Every entry that follows needs to be repeated exactly.
+++ Given entries
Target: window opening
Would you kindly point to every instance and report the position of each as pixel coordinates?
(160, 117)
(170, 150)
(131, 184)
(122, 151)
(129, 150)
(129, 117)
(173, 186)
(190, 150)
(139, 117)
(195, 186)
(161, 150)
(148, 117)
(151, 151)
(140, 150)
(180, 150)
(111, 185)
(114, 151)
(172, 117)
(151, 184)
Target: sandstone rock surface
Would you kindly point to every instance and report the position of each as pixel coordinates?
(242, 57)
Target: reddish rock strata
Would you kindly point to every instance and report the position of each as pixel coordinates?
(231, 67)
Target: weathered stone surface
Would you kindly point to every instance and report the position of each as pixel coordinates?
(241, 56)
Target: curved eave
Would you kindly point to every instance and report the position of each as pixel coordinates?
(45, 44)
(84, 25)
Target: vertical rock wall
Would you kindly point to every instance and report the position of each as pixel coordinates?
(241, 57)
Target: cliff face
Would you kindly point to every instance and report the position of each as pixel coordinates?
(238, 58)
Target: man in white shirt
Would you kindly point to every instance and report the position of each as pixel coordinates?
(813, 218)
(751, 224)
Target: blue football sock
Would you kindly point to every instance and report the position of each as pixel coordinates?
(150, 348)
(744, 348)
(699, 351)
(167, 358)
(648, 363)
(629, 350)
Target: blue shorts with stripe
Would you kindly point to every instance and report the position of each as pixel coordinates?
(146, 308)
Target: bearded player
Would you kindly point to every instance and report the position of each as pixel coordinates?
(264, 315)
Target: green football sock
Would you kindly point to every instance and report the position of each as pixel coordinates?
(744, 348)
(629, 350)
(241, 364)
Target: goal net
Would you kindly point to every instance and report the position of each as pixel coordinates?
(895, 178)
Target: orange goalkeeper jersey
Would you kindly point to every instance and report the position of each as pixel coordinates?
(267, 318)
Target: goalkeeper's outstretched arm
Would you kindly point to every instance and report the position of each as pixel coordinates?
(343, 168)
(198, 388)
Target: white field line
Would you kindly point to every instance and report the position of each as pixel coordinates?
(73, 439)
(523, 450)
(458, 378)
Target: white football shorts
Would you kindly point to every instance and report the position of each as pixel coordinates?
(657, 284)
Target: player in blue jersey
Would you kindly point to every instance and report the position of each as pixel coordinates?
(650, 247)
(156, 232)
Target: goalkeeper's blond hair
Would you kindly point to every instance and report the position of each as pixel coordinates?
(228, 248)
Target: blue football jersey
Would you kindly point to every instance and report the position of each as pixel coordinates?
++++++
_Final answer_
Target: window opening
Would you kindly point to every instance and report the position of each as pixel coordinates?
(160, 117)
(170, 150)
(131, 184)
(122, 151)
(129, 150)
(129, 117)
(173, 186)
(190, 150)
(139, 117)
(195, 186)
(161, 150)
(148, 117)
(151, 151)
(140, 150)
(180, 150)
(111, 185)
(114, 151)
(172, 117)
(151, 184)
Target: sandstone rock surface
Would you kindly point to every instance and report the position of each as pixel coordinates?
(242, 57)
Target: reddish rock strata
Would you kindly point to every instance and report the position of each as pixel coordinates?
(231, 67)
Target: weathered stone surface
Would you kindly point to every instance and report the position of each as pixel coordinates?
(241, 56)
Target: curved eave
Would you kindly point to every instance and report the position of each as pixel coordinates?
(45, 44)
(84, 25)
Target: vertical rock wall
Would you kindly point to every instance and report the position of each as pixel coordinates?
(241, 57)
Target: cliff face
Would you kindly point to every instance and report the position of each as pixel coordinates?
(238, 58)
Target: man in white shirt
Would you kindly point to every instance and report the position of each as pixel coordinates?
(813, 218)
(751, 224)
Target: blue football sock
Would you kindly point to every instance and report the position of each as pixel coordinates?
(150, 348)
(744, 348)
(699, 351)
(167, 358)
(648, 363)
(629, 350)
Target: blue shorts with stripe
Would you kindly point to every instance and report the position of each as pixel coordinates?
(146, 308)
Target: bearded player
Would you kindly point to every instance and report the position of each as pixel coordinates?
(264, 315)
Target: green football sock
Would you kindly point to every instance and report the position of each as pixel coordinates?
(744, 348)
(629, 350)
(241, 364)
Target: goal net
Would you kindly point to every instance and report the position of each as pixel coordinates?
(895, 178)
Target: orange goalkeeper jersey
Would you kindly point to every instance and report the position of each as pixel coordinates?
(267, 318)
Target: goalkeeper's outstretched arm
Would you kindly point to every instance and report the position of each as pixel coordinates?
(343, 168)
(198, 388)
Target: white field line
Would you kindly point to every instance and report the position of each as pixel coordinates?
(73, 439)
(523, 450)
(458, 378)
Target: white football shorts
Would you kindly point to every instance and report the position of each as pixel coordinates?
(657, 284)
Target: player in blue jersey
Would you kindly point to every instance and report the position of each as pixel coordinates?
(650, 247)
(156, 232)
Target: goalkeeper's blond hair
Would you kindly point to every instance and report the position of each as pixel coordinates?
(228, 248)
Target: blue football jersey
Would you kindly point to every instance and report the position of each as pixel coordinates?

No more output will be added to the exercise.